------ Text block

In this first installment, we will discuss the scenario of a foreign national being sent to Japan on a short-term business trip. The assumption here is that there is no office or branch in Japan.
For example, if a foreign company considers expanding into Japan, it may send an employee on a short-term business trip to conduct on-site investigations or to Japan for business negotiations.
Let's refer to the foreign company as Foreign Corporation A, the country where A is based as Country A, and the foreign national coming to Japan as Person A.
Residency Status of Foreign National A
The tax obligations in Japan differ depending on whether Person A is considered a resident or a non-resident of Japan, so it is essential to determine his residency status. A "resident" is defined as an individual who either has a domicile in Japan or has maintained a residence in Japan continuously for more than one year (Income Tax Act, Article 2, Paragraph 1, Item 3). In Person A's case, we assume he remains a non-resident since he is in Japan only for short business trips that do not exceed one year.
Presence of Domestic Source Income
Non-residents are taxed differently from residents in Japan; they are subject to income tax only if they have specific domestic source income (Income Tax Act, Article 5, Paragraph 2). Domestic source income refers to income generated from sources within Japan. Examples include salary income paid for work performed in Japan (Income Tax Act, Article 161, Paragraph 1, Item 12) and real estate income derived from renting out property located in Japan (Item 7).

------------
------ Records to use

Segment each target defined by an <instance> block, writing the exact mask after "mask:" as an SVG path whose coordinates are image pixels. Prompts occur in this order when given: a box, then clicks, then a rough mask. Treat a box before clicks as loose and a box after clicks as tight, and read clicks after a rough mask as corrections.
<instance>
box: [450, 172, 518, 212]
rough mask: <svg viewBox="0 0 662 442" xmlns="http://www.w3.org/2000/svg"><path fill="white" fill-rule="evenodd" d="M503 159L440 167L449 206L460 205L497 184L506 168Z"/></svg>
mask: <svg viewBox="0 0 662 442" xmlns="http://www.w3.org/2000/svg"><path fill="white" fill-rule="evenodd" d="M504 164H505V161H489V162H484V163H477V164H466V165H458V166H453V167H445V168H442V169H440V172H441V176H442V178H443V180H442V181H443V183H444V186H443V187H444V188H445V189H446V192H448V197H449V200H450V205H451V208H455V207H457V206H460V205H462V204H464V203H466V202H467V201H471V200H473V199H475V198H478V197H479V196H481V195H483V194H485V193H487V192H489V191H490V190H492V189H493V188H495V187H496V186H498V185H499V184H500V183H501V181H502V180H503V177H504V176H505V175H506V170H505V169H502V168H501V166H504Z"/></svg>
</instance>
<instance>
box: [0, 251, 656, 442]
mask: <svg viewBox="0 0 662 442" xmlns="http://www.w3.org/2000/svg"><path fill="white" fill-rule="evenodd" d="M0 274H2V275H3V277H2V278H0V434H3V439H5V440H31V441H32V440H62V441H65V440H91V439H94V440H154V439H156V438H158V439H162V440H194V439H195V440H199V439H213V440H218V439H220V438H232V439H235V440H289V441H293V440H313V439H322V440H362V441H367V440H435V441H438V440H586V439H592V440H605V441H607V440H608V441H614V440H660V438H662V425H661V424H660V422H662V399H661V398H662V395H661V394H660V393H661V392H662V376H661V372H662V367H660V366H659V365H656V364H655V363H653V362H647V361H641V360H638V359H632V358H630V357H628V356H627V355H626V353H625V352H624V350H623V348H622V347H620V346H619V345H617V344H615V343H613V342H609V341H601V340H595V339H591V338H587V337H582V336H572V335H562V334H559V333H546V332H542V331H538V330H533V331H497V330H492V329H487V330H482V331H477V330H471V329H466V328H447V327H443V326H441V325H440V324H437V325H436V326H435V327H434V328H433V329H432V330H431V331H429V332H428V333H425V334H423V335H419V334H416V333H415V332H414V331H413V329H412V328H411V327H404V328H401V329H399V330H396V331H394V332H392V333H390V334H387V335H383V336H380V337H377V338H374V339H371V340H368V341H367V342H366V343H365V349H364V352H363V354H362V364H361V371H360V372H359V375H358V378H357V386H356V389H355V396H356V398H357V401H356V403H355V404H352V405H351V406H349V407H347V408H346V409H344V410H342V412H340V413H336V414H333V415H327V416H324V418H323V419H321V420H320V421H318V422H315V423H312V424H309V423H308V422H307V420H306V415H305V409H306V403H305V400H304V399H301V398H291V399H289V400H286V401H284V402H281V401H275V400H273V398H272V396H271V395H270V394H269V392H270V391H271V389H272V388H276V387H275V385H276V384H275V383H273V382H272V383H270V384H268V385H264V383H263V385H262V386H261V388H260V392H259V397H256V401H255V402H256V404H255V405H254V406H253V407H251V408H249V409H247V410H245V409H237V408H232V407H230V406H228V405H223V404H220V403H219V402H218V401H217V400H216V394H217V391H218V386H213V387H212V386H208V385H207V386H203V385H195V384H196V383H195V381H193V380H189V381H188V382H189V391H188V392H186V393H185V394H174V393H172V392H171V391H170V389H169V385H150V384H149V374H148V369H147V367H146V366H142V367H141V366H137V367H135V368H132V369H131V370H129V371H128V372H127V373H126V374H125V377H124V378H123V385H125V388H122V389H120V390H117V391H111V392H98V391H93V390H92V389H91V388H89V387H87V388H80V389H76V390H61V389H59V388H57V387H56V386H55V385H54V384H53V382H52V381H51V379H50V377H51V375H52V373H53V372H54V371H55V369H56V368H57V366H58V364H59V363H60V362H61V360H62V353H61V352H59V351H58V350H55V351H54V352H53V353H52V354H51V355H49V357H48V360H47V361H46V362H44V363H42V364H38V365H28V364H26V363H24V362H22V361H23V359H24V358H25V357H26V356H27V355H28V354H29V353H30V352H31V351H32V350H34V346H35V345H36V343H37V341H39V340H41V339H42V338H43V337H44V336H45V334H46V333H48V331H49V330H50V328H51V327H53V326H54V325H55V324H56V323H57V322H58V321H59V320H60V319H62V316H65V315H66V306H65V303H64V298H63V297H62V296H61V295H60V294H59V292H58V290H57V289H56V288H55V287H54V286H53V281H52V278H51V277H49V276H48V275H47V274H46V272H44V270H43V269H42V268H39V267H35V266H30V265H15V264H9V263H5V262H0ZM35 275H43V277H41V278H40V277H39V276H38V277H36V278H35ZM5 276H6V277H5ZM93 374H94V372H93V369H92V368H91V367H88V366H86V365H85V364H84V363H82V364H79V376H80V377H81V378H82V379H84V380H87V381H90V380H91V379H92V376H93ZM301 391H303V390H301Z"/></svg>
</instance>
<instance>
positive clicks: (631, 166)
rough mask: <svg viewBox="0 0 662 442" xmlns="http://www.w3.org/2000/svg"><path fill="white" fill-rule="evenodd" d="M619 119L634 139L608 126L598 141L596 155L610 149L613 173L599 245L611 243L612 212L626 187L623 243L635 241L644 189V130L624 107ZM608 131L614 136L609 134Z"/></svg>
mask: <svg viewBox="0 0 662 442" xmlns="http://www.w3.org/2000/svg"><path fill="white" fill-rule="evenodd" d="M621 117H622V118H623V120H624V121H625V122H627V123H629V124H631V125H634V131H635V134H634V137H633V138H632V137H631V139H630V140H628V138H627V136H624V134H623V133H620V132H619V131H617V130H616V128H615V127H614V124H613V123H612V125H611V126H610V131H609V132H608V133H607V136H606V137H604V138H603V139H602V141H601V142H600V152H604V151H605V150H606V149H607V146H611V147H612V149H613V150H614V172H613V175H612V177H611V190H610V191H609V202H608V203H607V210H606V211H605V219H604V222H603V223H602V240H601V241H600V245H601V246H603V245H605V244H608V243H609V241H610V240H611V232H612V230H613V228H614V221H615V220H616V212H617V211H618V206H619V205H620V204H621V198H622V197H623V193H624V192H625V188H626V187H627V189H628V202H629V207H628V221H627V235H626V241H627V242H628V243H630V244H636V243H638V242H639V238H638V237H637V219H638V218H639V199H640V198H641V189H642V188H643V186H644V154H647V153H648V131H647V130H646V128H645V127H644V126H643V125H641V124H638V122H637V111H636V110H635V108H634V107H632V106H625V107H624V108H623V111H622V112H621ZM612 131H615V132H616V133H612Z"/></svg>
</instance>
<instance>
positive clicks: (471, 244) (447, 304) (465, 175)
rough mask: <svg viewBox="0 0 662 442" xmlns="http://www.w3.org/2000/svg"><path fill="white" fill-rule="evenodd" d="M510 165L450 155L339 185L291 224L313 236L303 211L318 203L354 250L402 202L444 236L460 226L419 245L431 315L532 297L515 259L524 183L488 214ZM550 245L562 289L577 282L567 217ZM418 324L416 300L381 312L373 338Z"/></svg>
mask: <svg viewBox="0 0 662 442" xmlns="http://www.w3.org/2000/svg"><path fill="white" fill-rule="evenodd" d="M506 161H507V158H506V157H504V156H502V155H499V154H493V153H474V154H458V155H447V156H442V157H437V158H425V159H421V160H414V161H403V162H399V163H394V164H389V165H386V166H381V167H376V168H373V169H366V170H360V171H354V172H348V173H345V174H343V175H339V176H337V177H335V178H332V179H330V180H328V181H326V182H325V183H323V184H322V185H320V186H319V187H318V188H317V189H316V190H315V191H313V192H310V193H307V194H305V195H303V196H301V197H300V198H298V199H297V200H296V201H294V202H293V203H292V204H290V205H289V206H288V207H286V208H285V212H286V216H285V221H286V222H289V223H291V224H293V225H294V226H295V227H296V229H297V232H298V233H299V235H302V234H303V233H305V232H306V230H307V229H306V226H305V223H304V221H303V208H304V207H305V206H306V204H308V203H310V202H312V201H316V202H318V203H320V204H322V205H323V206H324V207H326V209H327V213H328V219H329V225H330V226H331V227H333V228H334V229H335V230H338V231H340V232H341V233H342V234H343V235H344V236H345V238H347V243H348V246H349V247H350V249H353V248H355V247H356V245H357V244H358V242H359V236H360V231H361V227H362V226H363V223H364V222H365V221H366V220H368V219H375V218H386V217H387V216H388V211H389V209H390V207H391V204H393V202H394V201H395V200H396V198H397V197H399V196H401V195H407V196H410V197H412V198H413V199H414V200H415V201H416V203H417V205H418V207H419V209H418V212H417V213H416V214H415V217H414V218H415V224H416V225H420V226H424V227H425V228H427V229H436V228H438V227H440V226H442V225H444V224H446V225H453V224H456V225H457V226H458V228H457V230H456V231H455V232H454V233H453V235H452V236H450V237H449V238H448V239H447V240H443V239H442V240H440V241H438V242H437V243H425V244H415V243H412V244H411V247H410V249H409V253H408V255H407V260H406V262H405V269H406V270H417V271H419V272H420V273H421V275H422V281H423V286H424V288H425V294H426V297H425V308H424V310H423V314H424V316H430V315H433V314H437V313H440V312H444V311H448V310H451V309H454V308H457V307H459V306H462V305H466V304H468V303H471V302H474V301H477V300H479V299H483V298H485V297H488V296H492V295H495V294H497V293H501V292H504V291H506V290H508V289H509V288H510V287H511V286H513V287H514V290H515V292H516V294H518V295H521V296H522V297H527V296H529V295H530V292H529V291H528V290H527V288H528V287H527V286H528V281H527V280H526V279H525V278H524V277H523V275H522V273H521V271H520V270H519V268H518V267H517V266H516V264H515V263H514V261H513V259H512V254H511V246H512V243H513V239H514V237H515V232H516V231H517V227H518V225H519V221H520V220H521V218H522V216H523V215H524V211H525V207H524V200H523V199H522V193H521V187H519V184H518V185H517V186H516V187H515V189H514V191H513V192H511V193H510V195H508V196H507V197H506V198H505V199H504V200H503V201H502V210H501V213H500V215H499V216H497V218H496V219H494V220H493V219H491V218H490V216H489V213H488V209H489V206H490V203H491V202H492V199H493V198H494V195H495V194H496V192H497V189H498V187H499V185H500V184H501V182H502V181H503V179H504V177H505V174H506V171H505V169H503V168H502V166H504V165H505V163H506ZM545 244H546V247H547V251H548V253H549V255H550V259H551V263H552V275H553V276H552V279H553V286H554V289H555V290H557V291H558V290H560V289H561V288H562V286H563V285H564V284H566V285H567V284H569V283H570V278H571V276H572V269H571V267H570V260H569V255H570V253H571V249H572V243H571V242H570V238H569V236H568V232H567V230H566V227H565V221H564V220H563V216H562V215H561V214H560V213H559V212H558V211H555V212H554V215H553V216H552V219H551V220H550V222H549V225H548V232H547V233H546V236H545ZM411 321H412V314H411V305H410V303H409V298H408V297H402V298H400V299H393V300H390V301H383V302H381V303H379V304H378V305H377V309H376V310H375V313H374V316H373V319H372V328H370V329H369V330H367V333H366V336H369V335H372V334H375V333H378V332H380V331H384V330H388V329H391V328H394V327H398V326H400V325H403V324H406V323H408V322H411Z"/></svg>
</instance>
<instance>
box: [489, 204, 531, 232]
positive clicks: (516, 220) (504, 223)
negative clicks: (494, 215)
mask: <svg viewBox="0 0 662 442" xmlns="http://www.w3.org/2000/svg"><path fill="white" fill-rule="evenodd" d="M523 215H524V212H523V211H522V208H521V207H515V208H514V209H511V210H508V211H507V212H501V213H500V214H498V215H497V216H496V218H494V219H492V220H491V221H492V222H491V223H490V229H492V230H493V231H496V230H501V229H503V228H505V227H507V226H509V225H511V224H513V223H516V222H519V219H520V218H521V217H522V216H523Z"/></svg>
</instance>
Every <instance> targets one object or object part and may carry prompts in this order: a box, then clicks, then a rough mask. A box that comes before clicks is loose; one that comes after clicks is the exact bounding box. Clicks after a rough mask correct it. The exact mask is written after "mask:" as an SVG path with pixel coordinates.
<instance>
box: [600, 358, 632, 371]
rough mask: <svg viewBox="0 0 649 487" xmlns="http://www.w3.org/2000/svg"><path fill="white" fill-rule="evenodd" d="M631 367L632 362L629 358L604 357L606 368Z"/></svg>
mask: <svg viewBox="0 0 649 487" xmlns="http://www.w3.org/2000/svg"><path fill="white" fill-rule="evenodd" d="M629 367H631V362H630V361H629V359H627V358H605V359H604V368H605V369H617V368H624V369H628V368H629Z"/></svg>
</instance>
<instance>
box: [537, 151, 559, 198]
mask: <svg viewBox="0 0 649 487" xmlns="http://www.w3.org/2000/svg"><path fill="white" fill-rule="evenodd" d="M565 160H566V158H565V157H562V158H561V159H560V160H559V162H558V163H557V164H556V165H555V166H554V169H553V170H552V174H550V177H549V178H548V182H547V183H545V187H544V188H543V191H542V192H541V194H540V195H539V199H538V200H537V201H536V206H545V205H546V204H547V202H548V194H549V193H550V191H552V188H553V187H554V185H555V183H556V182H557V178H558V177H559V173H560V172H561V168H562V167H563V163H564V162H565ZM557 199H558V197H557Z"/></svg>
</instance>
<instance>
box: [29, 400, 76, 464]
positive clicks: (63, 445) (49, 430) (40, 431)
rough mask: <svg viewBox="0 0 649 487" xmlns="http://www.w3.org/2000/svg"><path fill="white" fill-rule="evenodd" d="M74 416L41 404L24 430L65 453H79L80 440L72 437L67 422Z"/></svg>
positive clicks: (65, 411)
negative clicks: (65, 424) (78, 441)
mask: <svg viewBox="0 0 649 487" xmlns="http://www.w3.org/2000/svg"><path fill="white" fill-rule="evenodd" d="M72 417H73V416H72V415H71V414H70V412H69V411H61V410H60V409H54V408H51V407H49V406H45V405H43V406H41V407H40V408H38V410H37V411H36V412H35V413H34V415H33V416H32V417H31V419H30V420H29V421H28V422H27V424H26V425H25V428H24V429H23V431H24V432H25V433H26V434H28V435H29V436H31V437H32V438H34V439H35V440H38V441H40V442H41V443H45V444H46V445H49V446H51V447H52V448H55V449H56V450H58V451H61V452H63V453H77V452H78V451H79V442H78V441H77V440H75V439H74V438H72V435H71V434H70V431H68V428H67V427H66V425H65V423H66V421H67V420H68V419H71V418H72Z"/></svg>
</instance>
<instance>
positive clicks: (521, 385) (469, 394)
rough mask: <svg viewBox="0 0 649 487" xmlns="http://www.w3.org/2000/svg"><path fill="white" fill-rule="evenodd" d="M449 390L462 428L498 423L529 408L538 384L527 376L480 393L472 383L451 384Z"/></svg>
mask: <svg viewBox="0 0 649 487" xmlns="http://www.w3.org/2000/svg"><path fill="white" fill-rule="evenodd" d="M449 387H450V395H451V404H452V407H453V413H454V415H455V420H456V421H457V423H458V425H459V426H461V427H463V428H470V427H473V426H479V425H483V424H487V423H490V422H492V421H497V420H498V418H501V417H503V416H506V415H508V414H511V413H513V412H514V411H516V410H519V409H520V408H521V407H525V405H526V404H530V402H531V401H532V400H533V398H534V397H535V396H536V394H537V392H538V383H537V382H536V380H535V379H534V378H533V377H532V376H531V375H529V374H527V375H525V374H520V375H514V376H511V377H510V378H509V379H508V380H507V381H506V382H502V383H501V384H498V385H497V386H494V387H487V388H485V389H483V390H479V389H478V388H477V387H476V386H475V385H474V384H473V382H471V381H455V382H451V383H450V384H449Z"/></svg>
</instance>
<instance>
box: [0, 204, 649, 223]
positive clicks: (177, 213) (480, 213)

------------

Exercise instructions -
a. Format the records, everything from their first line down to and including the line that contains "159L440 167L449 206L460", as a JSON list of strings with one string per line, leaving out blank lines.
b. Resume the text on Japanese taxation of foreign nationals on short-term business trips, starting after its last sentence.
The text and the records are separate material with no connection between them.

Answer list -
a.
[
  "Segment each target defined by an <instance> block, writing the exact mask after \"mask:\" as an SVG path whose coordinates are image pixels. Prompts occur in this order when given: a box, then clicks, then a rough mask. Treat a box before clicks as loose and a box after clicks as tight, and read clicks after a rough mask as corrections.",
  "<instance>",
  "box: [450, 172, 518, 212]",
  "rough mask: <svg viewBox=\"0 0 662 442\" xmlns=\"http://www.w3.org/2000/svg\"><path fill=\"white\" fill-rule=\"evenodd\" d=\"M503 159L440 167L449 206L460 205L497 184L506 168Z\"/></svg>"
]

b.
In this case, part of the salary received by Person A, a non-resident, corresponds to the period he spent on a short-term business trip to Japan. This portion qualifies as domestic source income and is therefore subject to taxation in Japan (Income Tax Act, Article 161, Paragraph 1, Item 12(a)).
Withholding Tax Obligation for Company A Paying Wages
In the case of Person A, a foreign national on a short-term business trip to Japan, the wages are paid by the foreign corporation (Company A) where Person A is employed, and these payments are likely made outside Japan.
Under the Japanese Income Tax Act, if a non-resident receives wages classified as Japan-source income and the payment is made within Japan, the payer must withhold taxes. However, if the payment is made outside Japan, there is no withholding tax obligation (Article 212, Paragraph 1 of the Income Tax Act).
Applying this to the current case, Company A is not obligated to withhold taxes since Company A pays wages to Person A, a non-resident outside of Japan.
(*) As an exception, if wages classified as Japan-source income are paid to a non-resident outside Japan by a foreign corporation like Company A, and that foreign corporation has an office, branch, or other permanent establishment in Japan, the payment is deemed to be made within Japan. In such cases, Company A must withhold taxes (Article 212, Paragraphs 1 and 2). This will be discussed further in the next installment.
On the Requirement for Foreign National Person A to File a Tax Return
When a non-resident receives salary payments that constitute domestic-source income in Japan and are not subject to withholding tax, the salary earner is required to submit a final tax return (Income Tax Act, Article 172, Paragraph 1).
In other words, if withholding tax has not been applied, the individual must file a tax return to collect taxes from their income.
Non-resident Person A has not applied for withholding tax and has yet to pay Japanese taxes. Therefore, Person A must file a tax return in Japan.
It is expected that Person A will also be provided with travel and transportation expenses. Under the Income Tax Act, travel and transportation expenses are non-taxable (Income Tax Act, Article 9, Paragraph 1, Items 4 and 5). There is no distinction between residents and non-residents in this regard.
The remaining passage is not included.